> _Passage given_:
------------------------------------

Daily Development for Tuesday, February 7,
2006
by: Patrick A. Randolph,
Jr.
Elmer F. Pierson Professor of
Law
UMKC School of Law
Of Counsel: Blackwell Sanders Peper
Martin
Kansas City,
Missouri
dirt@umkc.edu
BANKRUPTCY; LEASES; ASSUMPTION OR REJECTION; TIMING OF REJECTION: Bankruptcy court may make its approval of rejection of an unexpired nonresidential lease retroactive to the date the debtor-lessee moved for approval of rejection, in light of the debtor's lack of delay, the amount of rent involved, and the lessor's "improper motives."
Pacific. Shores Development LLC v. At Home Corp. (In re At Home Corp.), 392 F.3d 1064 (9th Cir. 2004), cert. denied, 2005 U.S. LEXIS 5547 (U.S., Oct. 3, 2005)
The lessor here objected not to the rejection of its leases, but to retroactive application of the order approving the rejection to the date the motion was filed. A later effective date (i.e., the date of entry of a court order approving the rejection) would mean that the debtor would have owed the lessor an additional $ 1 million in administrative rent. The Ninth Circuit ruled that the bankruptcy court had equitable authority under § 105(a) and § 365(d)(3) of the Bankruptcy Code to approve retroactively the rejection of the debtor's unexpired nonresidential leases.
The Ninth Circuit also ruled that the bankruptcy court did not abuse its discretion by granting retroactive approval, even where the effective date was prior to the lessor's resumption of possession of the leased premises. The Ninth Circuit reasoned that the equities favored the debtor because it promptly moved for authorization to reject the leases and there was no appreciable delay between the filing of, and the actual hearing on, the motion to reject; furthermore, the bankruptcy court could consider, when deciding whether to make its approval retroactive, the amount of rent owed under the lease, that the lessor appeared only to be attempting to obtain administrative rent and not to enforce its right to re-let the premises quickly, and the fact that the debtor had never occupied the leased premises (which would make it easier for the lessor to re-let the property).
The court referred to the recent so-called Shopping Center Amendments contained in the Bankruptcy Amendments and Federal Judgeship Act of 1984, which were intended to protect the interests of commercial landlords who, compared to other creditors, were deemed to be unfairly disadvantaged because they were forced to continue extending credit, in the form of rent, during the pendency of bankruptcy reorganization proceedings. These Amendments were designed to ensure that a commercial tenant that seeks protection under Chapter 11 continues to perform its obligations under the lease--including the obligation to pay the full amount of rent -- until the lease is rejected. By requiring the tenant to pay administrative rent until it rejects the lease, and by providing for automatic rejection of the lease after 60 days, the Amendments ensure that the tenant determines promptly whether to assume or reject the lease, rather than taking advantage of the automatic stay. The effective date of rejection of a lease determines when a debtor's obligation to pay rent ceases.
The Ninth Circuit acknowledged that under the "majority view," the rejection of a lease becomes effective upon entry of a court order approving a trustee's or debtor's motion to reject an unexpired nonresidential lease, and that this view regards court approval as a "condition precedent" to the rejection of a lease. In most cases a lease will be considered rejected as of the date of entry of the order approving the rejection, and the Ninth Circuit noted that "only in exceptional circumstances will the court adopt a retroactive date."

------------------------------------

Point annotation records
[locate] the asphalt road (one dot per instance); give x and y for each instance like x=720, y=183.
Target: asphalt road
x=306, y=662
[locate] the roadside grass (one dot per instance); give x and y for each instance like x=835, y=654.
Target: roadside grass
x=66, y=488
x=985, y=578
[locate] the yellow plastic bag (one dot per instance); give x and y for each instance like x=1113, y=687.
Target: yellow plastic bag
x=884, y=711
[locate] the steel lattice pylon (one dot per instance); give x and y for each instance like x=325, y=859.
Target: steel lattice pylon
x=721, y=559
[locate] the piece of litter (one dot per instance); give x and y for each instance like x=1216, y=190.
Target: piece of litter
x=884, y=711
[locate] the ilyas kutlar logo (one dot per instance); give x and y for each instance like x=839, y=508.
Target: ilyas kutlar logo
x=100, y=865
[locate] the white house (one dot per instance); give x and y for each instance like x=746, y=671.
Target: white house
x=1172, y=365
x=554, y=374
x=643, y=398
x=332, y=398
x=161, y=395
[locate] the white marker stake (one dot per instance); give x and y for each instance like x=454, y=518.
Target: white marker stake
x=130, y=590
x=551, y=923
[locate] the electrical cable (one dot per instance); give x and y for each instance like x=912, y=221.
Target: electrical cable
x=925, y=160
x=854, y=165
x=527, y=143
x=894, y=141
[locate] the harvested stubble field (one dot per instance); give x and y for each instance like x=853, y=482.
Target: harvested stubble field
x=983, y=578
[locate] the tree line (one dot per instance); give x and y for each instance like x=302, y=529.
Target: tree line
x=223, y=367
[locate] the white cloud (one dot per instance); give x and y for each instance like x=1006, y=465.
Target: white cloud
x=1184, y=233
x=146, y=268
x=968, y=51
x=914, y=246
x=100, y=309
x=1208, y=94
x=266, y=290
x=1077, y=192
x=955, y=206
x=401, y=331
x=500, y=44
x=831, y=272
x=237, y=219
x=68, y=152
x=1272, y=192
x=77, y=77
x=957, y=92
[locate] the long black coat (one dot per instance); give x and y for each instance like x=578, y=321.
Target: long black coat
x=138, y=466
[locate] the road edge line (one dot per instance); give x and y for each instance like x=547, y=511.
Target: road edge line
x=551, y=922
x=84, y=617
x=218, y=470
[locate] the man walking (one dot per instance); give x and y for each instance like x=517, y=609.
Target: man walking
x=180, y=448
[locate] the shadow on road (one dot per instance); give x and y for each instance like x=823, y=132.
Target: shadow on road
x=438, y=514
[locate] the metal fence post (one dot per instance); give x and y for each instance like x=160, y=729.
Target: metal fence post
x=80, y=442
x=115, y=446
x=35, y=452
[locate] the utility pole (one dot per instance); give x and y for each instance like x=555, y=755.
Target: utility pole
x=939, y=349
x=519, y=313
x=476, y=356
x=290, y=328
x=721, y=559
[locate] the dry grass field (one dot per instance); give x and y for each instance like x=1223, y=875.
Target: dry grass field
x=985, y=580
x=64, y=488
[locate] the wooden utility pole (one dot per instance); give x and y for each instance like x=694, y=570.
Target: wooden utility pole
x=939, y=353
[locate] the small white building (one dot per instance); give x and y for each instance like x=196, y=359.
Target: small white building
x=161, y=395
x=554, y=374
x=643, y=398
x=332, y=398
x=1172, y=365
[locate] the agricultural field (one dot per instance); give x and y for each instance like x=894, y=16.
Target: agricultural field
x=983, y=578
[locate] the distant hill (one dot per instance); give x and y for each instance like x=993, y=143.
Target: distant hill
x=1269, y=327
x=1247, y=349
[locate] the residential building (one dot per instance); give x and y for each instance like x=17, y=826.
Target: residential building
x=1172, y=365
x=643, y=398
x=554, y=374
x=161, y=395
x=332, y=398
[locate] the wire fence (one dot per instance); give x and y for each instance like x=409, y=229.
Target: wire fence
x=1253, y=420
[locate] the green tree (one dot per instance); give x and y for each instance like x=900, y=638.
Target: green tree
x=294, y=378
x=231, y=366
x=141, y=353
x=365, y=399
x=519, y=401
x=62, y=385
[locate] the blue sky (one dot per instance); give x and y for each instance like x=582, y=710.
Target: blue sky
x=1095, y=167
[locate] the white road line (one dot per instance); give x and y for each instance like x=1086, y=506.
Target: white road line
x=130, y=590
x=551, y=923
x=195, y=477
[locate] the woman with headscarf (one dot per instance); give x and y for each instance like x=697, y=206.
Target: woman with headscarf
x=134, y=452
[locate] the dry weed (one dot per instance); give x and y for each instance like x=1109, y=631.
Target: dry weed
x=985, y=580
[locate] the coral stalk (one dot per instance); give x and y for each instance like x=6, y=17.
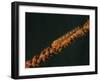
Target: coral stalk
x=57, y=45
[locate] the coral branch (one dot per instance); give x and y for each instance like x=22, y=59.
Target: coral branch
x=58, y=45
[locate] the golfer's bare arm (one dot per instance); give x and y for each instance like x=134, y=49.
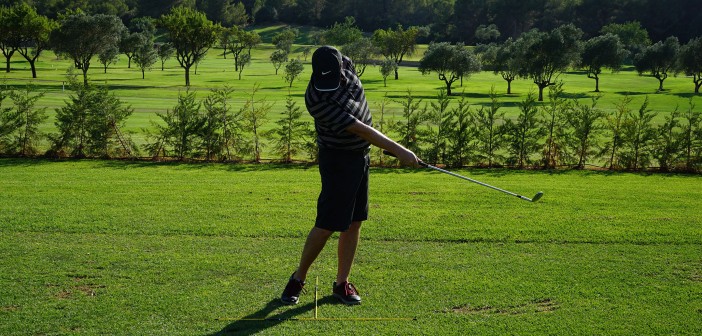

------------------------------------

> _Problems to solve_:
1 – List the considerations that the opening summary line of the bankruptcy case note cites as grounds for making approval of a lease rejection retroactive.
2 – Shift every coordinate in the answers by adding 84 to each number. Reproduce the records from the line with "[locate] the white road" up to and including the line with "x=134, y=452", and give only those lines.
The records are unrelated to the bankruptcy case note.

> _Solved problems_:
1 –
- the debtor's lack of delay
- the amount of rent involved
- the lessor's "improper motives"

2 –
[locate] the white road line (one dot per instance); give x and y for each instance like x=1086, y=506.
Target: white road line
x=214, y=674
x=635, y=1007
x=279, y=561
[locate] the woman with headscarf (one dot per instance); give x and y for each instance like x=697, y=206.
Target: woman with headscarf
x=218, y=536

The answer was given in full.